## Set problem:
List every line in the rows below that contains the word "standing", copying each line in full.

## Input data:
- - - - - - -

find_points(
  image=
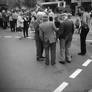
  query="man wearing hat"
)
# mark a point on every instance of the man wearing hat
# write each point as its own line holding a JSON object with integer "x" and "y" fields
{"x": 47, "y": 31}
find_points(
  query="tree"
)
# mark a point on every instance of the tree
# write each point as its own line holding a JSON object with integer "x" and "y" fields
{"x": 30, "y": 3}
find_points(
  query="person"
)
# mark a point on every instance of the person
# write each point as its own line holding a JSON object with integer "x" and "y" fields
{"x": 67, "y": 30}
{"x": 11, "y": 23}
{"x": 47, "y": 34}
{"x": 39, "y": 44}
{"x": 20, "y": 22}
{"x": 26, "y": 26}
{"x": 84, "y": 31}
{"x": 15, "y": 16}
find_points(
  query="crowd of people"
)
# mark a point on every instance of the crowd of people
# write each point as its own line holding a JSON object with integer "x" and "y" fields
{"x": 49, "y": 28}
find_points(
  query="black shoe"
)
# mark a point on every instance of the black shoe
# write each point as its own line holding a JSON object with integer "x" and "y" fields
{"x": 43, "y": 57}
{"x": 40, "y": 59}
{"x": 47, "y": 63}
{"x": 62, "y": 62}
{"x": 81, "y": 54}
{"x": 68, "y": 61}
{"x": 53, "y": 64}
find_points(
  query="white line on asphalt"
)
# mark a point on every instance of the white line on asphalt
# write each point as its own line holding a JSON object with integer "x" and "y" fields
{"x": 61, "y": 87}
{"x": 17, "y": 37}
{"x": 30, "y": 37}
{"x": 75, "y": 74}
{"x": 89, "y": 40}
{"x": 7, "y": 36}
{"x": 87, "y": 63}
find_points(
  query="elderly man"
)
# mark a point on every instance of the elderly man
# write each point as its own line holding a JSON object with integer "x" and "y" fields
{"x": 39, "y": 44}
{"x": 65, "y": 38}
{"x": 48, "y": 36}
{"x": 84, "y": 31}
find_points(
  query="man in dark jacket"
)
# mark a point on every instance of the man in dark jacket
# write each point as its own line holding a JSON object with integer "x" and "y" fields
{"x": 26, "y": 26}
{"x": 65, "y": 38}
{"x": 39, "y": 44}
{"x": 48, "y": 36}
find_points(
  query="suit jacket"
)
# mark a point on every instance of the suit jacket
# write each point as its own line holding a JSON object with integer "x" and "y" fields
{"x": 47, "y": 32}
{"x": 68, "y": 28}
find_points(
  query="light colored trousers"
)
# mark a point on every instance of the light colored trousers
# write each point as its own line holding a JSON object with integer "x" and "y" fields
{"x": 65, "y": 45}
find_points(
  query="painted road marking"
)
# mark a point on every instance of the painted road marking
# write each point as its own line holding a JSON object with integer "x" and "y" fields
{"x": 62, "y": 87}
{"x": 75, "y": 74}
{"x": 17, "y": 37}
{"x": 89, "y": 40}
{"x": 87, "y": 63}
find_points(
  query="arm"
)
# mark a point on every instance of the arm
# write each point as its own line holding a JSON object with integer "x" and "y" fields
{"x": 41, "y": 34}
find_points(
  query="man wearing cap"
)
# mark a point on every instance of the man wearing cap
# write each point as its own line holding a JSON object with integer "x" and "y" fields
{"x": 48, "y": 36}
{"x": 65, "y": 39}
{"x": 39, "y": 44}
{"x": 84, "y": 31}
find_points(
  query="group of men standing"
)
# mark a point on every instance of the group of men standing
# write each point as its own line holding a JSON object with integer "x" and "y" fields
{"x": 47, "y": 33}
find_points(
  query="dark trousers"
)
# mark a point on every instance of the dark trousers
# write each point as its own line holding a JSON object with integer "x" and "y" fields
{"x": 1, "y": 22}
{"x": 4, "y": 24}
{"x": 39, "y": 45}
{"x": 83, "y": 36}
{"x": 11, "y": 26}
{"x": 52, "y": 48}
{"x": 25, "y": 32}
{"x": 14, "y": 24}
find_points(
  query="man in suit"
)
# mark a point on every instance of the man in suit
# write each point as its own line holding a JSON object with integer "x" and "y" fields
{"x": 67, "y": 30}
{"x": 39, "y": 44}
{"x": 48, "y": 36}
{"x": 85, "y": 22}
{"x": 26, "y": 26}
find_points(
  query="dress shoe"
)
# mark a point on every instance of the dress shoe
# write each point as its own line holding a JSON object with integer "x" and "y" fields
{"x": 47, "y": 63}
{"x": 40, "y": 59}
{"x": 82, "y": 54}
{"x": 62, "y": 62}
{"x": 68, "y": 61}
{"x": 53, "y": 64}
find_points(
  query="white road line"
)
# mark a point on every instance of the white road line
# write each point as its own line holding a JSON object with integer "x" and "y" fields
{"x": 87, "y": 63}
{"x": 61, "y": 87}
{"x": 30, "y": 37}
{"x": 89, "y": 40}
{"x": 17, "y": 37}
{"x": 75, "y": 74}
{"x": 7, "y": 36}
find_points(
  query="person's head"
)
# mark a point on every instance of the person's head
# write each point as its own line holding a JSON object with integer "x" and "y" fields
{"x": 45, "y": 18}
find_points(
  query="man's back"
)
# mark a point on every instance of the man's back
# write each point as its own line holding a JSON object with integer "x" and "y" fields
{"x": 47, "y": 28}
{"x": 68, "y": 28}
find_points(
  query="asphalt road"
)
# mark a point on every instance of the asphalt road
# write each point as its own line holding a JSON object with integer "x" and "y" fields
{"x": 20, "y": 72}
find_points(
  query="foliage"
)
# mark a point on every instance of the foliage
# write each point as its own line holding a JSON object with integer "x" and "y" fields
{"x": 30, "y": 3}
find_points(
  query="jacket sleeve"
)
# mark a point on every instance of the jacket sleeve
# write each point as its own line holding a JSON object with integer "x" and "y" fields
{"x": 41, "y": 34}
{"x": 72, "y": 27}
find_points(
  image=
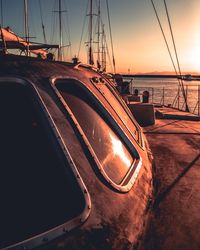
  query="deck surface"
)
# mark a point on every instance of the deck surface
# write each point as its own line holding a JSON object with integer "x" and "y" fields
{"x": 174, "y": 221}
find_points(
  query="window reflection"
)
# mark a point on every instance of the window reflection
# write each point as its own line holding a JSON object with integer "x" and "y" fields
{"x": 118, "y": 150}
{"x": 110, "y": 150}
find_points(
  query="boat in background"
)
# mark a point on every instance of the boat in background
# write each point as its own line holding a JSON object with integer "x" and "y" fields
{"x": 75, "y": 165}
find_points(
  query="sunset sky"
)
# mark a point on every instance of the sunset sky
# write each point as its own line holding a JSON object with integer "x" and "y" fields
{"x": 138, "y": 42}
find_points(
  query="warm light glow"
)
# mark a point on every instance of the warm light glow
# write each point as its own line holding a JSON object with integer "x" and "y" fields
{"x": 119, "y": 150}
{"x": 194, "y": 58}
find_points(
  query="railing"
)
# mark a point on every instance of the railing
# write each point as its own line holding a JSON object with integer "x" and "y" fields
{"x": 172, "y": 97}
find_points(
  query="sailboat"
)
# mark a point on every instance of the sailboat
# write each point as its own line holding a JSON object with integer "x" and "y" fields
{"x": 75, "y": 164}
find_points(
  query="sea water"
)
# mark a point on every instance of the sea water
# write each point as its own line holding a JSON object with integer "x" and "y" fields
{"x": 167, "y": 91}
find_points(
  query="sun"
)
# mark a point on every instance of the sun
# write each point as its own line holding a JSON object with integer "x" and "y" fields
{"x": 193, "y": 59}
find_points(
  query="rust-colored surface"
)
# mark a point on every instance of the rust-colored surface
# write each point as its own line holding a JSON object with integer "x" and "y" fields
{"x": 116, "y": 219}
{"x": 175, "y": 218}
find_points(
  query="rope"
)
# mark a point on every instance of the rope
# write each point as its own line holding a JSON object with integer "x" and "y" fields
{"x": 167, "y": 45}
{"x": 82, "y": 32}
{"x": 111, "y": 36}
{"x": 177, "y": 59}
{"x": 1, "y": 13}
{"x": 160, "y": 25}
{"x": 43, "y": 29}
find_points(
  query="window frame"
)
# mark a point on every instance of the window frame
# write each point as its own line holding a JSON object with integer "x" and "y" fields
{"x": 131, "y": 175}
{"x": 66, "y": 227}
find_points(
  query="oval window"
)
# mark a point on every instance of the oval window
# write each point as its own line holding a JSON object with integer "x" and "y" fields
{"x": 114, "y": 156}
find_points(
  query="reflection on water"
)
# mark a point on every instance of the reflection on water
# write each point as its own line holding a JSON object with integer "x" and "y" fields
{"x": 164, "y": 90}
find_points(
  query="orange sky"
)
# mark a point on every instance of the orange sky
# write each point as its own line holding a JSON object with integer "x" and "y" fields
{"x": 138, "y": 42}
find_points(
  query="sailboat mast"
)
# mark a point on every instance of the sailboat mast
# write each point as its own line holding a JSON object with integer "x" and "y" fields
{"x": 1, "y": 13}
{"x": 26, "y": 24}
{"x": 103, "y": 56}
{"x": 90, "y": 55}
{"x": 60, "y": 57}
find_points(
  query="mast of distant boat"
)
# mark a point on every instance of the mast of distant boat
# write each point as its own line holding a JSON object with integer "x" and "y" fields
{"x": 26, "y": 28}
{"x": 60, "y": 55}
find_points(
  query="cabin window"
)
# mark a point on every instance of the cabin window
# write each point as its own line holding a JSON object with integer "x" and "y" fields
{"x": 112, "y": 153}
{"x": 117, "y": 106}
{"x": 38, "y": 189}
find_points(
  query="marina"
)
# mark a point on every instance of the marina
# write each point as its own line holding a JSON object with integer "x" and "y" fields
{"x": 93, "y": 158}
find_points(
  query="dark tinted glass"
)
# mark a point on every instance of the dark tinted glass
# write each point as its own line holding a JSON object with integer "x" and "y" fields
{"x": 108, "y": 147}
{"x": 37, "y": 189}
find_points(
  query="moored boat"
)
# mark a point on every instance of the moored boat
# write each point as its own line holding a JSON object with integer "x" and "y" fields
{"x": 75, "y": 167}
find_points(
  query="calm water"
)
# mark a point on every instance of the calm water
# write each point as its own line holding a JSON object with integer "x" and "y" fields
{"x": 165, "y": 91}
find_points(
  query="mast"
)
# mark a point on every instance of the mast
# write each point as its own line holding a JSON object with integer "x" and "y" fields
{"x": 90, "y": 52}
{"x": 103, "y": 52}
{"x": 1, "y": 13}
{"x": 26, "y": 25}
{"x": 43, "y": 28}
{"x": 60, "y": 56}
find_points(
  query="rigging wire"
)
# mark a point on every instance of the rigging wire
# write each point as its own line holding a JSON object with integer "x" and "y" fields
{"x": 68, "y": 29}
{"x": 113, "y": 58}
{"x": 177, "y": 59}
{"x": 82, "y": 32}
{"x": 161, "y": 28}
{"x": 41, "y": 16}
{"x": 167, "y": 45}
{"x": 1, "y": 13}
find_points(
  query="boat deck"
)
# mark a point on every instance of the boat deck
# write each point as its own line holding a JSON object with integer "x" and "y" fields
{"x": 174, "y": 221}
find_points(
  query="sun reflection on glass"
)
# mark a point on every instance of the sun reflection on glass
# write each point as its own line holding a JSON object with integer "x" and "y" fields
{"x": 119, "y": 150}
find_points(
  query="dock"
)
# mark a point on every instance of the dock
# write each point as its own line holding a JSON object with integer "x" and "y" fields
{"x": 174, "y": 221}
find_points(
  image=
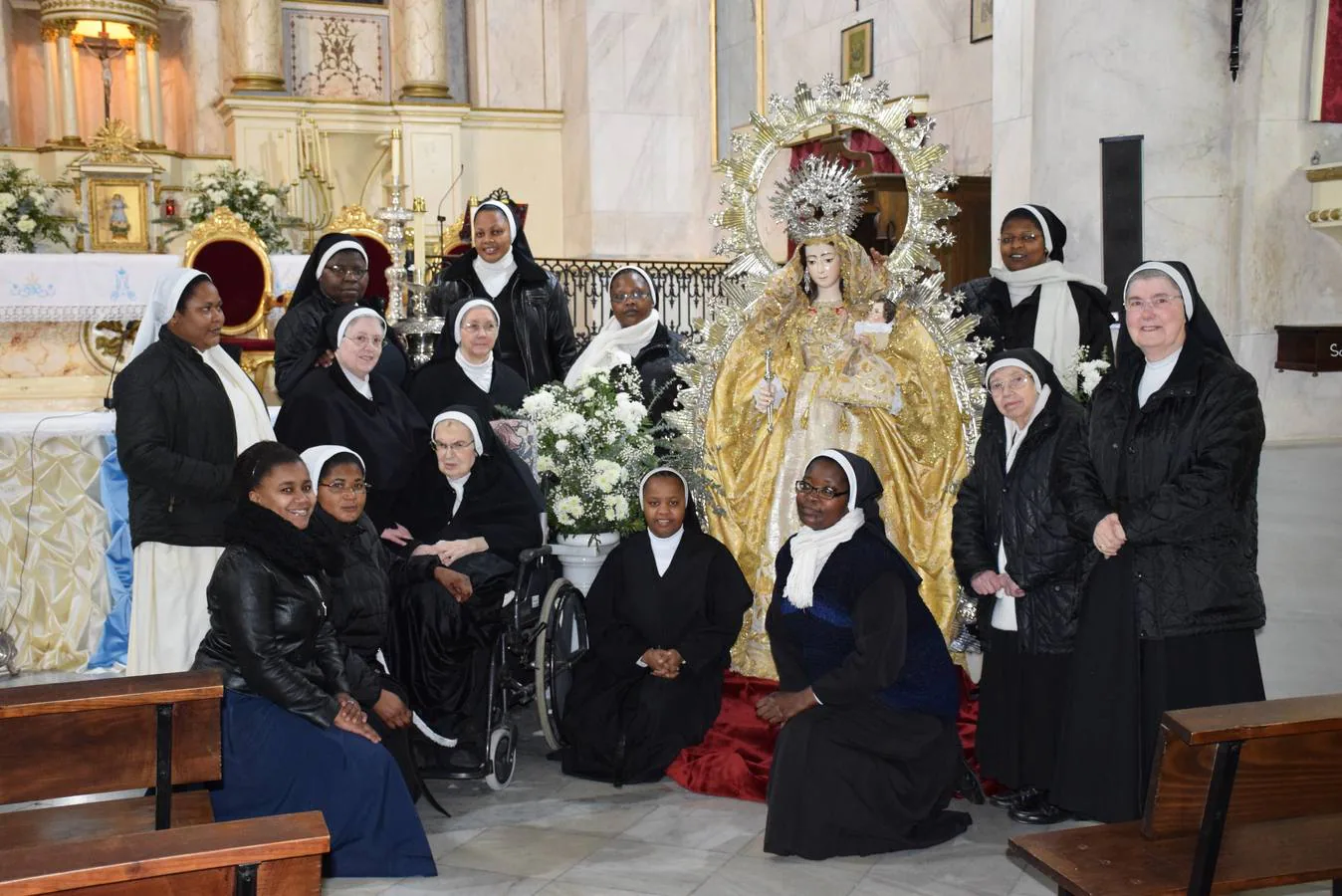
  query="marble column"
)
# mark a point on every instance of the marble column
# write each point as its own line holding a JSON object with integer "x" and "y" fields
{"x": 50, "y": 77}
{"x": 257, "y": 38}
{"x": 421, "y": 28}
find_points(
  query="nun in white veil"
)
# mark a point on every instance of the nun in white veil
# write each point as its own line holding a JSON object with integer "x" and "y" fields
{"x": 184, "y": 413}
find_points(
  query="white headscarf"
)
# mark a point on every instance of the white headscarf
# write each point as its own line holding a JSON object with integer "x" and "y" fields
{"x": 810, "y": 548}
{"x": 319, "y": 456}
{"x": 1057, "y": 329}
{"x": 494, "y": 275}
{"x": 616, "y": 343}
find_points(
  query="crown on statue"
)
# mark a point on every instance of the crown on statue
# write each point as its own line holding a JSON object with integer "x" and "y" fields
{"x": 818, "y": 199}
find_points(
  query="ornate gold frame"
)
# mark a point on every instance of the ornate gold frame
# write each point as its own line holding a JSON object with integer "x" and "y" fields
{"x": 223, "y": 224}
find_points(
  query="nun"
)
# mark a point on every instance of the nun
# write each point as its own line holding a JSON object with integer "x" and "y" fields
{"x": 1012, "y": 549}
{"x": 184, "y": 413}
{"x": 635, "y": 336}
{"x": 662, "y": 616}
{"x": 350, "y": 404}
{"x": 1033, "y": 302}
{"x": 867, "y": 757}
{"x": 473, "y": 374}
{"x": 536, "y": 333}
{"x": 336, "y": 275}
{"x": 1165, "y": 486}
{"x": 440, "y": 647}
{"x": 358, "y": 601}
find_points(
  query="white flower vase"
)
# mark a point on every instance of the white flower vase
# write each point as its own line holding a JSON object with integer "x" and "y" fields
{"x": 582, "y": 556}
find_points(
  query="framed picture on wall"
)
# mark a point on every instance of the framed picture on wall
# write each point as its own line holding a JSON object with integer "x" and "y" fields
{"x": 855, "y": 51}
{"x": 980, "y": 20}
{"x": 119, "y": 216}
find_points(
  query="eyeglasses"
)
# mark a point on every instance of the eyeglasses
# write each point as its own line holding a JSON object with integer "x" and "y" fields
{"x": 1154, "y": 302}
{"x": 451, "y": 447}
{"x": 339, "y": 487}
{"x": 366, "y": 340}
{"x": 1014, "y": 384}
{"x": 824, "y": 491}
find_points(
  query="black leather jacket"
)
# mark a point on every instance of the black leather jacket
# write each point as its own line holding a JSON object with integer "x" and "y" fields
{"x": 537, "y": 309}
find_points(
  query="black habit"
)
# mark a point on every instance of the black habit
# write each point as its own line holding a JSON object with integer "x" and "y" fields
{"x": 623, "y": 723}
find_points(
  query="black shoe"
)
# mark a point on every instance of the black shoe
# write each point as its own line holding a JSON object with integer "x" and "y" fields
{"x": 1040, "y": 813}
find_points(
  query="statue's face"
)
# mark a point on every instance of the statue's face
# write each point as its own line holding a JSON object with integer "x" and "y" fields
{"x": 822, "y": 265}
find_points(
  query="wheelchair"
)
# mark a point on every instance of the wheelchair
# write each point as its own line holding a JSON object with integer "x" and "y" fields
{"x": 543, "y": 636}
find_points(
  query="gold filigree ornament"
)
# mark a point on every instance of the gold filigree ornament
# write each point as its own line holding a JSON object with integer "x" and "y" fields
{"x": 914, "y": 278}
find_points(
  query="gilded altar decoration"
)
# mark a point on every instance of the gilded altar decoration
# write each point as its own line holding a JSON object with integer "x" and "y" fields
{"x": 880, "y": 365}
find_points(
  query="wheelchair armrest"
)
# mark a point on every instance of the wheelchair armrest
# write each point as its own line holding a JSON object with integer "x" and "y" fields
{"x": 531, "y": 555}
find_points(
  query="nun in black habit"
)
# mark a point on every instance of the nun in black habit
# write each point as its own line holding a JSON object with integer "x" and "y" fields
{"x": 439, "y": 648}
{"x": 471, "y": 374}
{"x": 868, "y": 753}
{"x": 336, "y": 275}
{"x": 1033, "y": 302}
{"x": 662, "y": 616}
{"x": 350, "y": 404}
{"x": 1165, "y": 486}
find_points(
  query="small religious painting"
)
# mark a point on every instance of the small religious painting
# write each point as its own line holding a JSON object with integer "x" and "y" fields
{"x": 980, "y": 20}
{"x": 855, "y": 51}
{"x": 118, "y": 212}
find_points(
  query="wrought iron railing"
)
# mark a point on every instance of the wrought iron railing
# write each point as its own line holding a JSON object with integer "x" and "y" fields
{"x": 683, "y": 289}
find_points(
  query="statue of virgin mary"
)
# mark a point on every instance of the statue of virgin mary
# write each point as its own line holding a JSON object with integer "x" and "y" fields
{"x": 828, "y": 355}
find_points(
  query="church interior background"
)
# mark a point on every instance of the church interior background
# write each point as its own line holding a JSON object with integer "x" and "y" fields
{"x": 605, "y": 118}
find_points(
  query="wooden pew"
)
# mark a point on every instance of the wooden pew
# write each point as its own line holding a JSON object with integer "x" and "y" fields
{"x": 1241, "y": 796}
{"x": 107, "y": 735}
{"x": 276, "y": 856}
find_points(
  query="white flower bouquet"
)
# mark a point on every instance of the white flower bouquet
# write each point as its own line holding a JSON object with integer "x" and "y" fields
{"x": 593, "y": 441}
{"x": 246, "y": 196}
{"x": 27, "y": 215}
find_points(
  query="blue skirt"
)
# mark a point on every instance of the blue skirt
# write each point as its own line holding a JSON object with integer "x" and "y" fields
{"x": 277, "y": 762}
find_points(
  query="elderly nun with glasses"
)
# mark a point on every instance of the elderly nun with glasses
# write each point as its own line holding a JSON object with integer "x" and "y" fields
{"x": 336, "y": 275}
{"x": 1165, "y": 486}
{"x": 350, "y": 404}
{"x": 184, "y": 413}
{"x": 635, "y": 336}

- - - - - - -

## The result:
  query="group of men standing"
# mark a point on every instance of the group of men standing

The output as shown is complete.